### [Job]
Quote every line as given.

===============

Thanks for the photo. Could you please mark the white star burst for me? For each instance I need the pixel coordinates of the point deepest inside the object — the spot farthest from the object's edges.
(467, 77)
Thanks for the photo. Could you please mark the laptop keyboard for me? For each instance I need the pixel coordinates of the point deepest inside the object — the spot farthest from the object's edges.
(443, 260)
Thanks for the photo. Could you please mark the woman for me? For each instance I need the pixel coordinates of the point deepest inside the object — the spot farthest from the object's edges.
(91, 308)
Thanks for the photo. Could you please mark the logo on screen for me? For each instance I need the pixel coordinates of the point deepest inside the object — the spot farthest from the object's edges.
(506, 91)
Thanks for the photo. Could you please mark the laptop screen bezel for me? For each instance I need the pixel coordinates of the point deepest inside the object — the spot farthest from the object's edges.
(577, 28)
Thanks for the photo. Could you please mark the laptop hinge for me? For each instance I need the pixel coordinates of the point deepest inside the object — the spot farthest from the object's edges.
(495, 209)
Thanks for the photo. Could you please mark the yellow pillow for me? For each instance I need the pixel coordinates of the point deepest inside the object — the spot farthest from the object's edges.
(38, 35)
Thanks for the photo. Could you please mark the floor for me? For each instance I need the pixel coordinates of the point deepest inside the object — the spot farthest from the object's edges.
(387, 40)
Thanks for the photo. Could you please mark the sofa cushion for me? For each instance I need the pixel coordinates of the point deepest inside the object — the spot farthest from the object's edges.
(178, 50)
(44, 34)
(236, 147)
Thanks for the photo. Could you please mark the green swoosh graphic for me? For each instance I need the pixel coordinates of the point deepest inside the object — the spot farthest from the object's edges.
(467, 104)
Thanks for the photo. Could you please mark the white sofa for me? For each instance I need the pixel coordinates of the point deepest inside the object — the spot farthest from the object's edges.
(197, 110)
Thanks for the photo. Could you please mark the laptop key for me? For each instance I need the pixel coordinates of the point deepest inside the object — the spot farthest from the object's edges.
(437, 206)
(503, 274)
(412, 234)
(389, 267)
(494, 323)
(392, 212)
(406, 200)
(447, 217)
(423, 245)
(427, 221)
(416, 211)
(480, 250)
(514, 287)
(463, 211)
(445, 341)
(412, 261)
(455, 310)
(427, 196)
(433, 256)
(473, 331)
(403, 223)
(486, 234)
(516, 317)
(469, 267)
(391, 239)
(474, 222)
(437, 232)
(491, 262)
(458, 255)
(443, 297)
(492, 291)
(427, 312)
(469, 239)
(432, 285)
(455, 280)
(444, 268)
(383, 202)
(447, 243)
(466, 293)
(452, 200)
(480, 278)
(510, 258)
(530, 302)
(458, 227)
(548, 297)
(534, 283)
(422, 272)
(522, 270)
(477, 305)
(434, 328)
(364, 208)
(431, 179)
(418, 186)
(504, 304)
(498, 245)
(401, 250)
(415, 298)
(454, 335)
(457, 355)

===============

### [Response to this exercise]
Thanks for the photo. Could you please mark the white star burst for me? For each instance I need the pixel coordinates of the point deepest inside the object — the spot farthest from the object's edges.
(467, 77)
Thanks for the photo. Could you please mark the laptop keyboard for me? For each instance I need the pixel coordinates of the point deepest inside the object — the spot farthest from the object's edges.
(443, 260)
Thanks for the photo. Could you please mark the woman for me? For each instance I need the pixel coordinates of the point deepest inside the object — the spot farthest from the object's edges.
(91, 308)
Thanks for the photo. Could you please mark the logo on screen for me? For each instance I need the pixel coordinates of the point deepest inside the object — the spot farthest from the object's edges.
(506, 91)
Thanks for the photo. Could you please mark the laptop screen bezel for me? For each instance I need the pixel coordinates of the point deepest inside the object — the spot farthest from the object's edges.
(577, 28)
Thanks for the photo. Could you please mark the laptop hinge for me? For each instance I need the pixel coordinates of the point deepest inside the object — the spot farthest from the object's edges.
(495, 209)
Thanks for the photo. Could you please mark the yellow pillow for me? For each instance I need the pixel coordinates of the point deepest inside the object — the spot farthest from the object's edges.
(38, 35)
Thanks for the photo. Could you please mark the floor for me? For each instance I need the pixel coordinates of the point deepest inside the object — the spot farthest from the object's edges.
(387, 40)
Thanks for the photo. Could you please mark the sofa cushion for me? For each instance I need the pixel coordinates of the point deepest inside the object — the spot farthest from the object's edges.
(178, 50)
(44, 34)
(236, 147)
Thanks for the photo. Could you please mark the green swoosh graphic for me? For each instance I need the pixel coordinates of the point deepest inside the object — the spot farthest from the object's edges.
(467, 104)
Thanks for the photo. Could you please mark the white sofa for me? For each instance I need the pixel coordinates of the point deepest inside the object — the spot farthest from the object's edges.
(197, 110)
Thanks for the photo. Could you please mark the laptop key for me? For each instance I need the pixel coordinates of the point deepest inside the object — the spot farthest from the object's edges.
(437, 206)
(503, 274)
(412, 234)
(389, 267)
(494, 323)
(392, 212)
(406, 200)
(447, 217)
(423, 245)
(427, 221)
(416, 211)
(480, 250)
(514, 287)
(463, 211)
(445, 341)
(412, 261)
(455, 310)
(427, 196)
(433, 256)
(473, 331)
(403, 223)
(486, 234)
(516, 317)
(469, 267)
(391, 239)
(474, 222)
(437, 232)
(491, 262)
(458, 255)
(443, 297)
(492, 291)
(427, 312)
(469, 239)
(432, 285)
(455, 280)
(444, 268)
(383, 202)
(447, 243)
(466, 293)
(452, 200)
(480, 278)
(510, 258)
(530, 302)
(458, 227)
(548, 297)
(534, 283)
(422, 272)
(522, 270)
(477, 305)
(434, 328)
(364, 208)
(431, 179)
(418, 186)
(504, 304)
(498, 245)
(401, 250)
(415, 298)
(454, 335)
(457, 355)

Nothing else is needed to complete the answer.